■ What is asked
Rewrite the lines of the items that follow, changing every "instance" to "occurrence" and leaving all other text as it is.

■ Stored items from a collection
^^^^

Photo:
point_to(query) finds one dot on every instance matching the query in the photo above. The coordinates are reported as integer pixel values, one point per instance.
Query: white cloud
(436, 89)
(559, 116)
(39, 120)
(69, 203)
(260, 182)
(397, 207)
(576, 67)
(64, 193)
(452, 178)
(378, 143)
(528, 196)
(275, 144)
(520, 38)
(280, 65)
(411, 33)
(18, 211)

^^^^

■ Expected output
Photo:
point_to(query) finds one dot on every occurrence matching the query in the photo above. The coordinates are reported as integer pixel values, one point per occurrence.
Query: white cloud
(436, 89)
(559, 116)
(39, 120)
(69, 203)
(260, 182)
(397, 207)
(576, 67)
(64, 193)
(452, 178)
(378, 143)
(528, 196)
(275, 144)
(520, 38)
(280, 65)
(411, 33)
(18, 211)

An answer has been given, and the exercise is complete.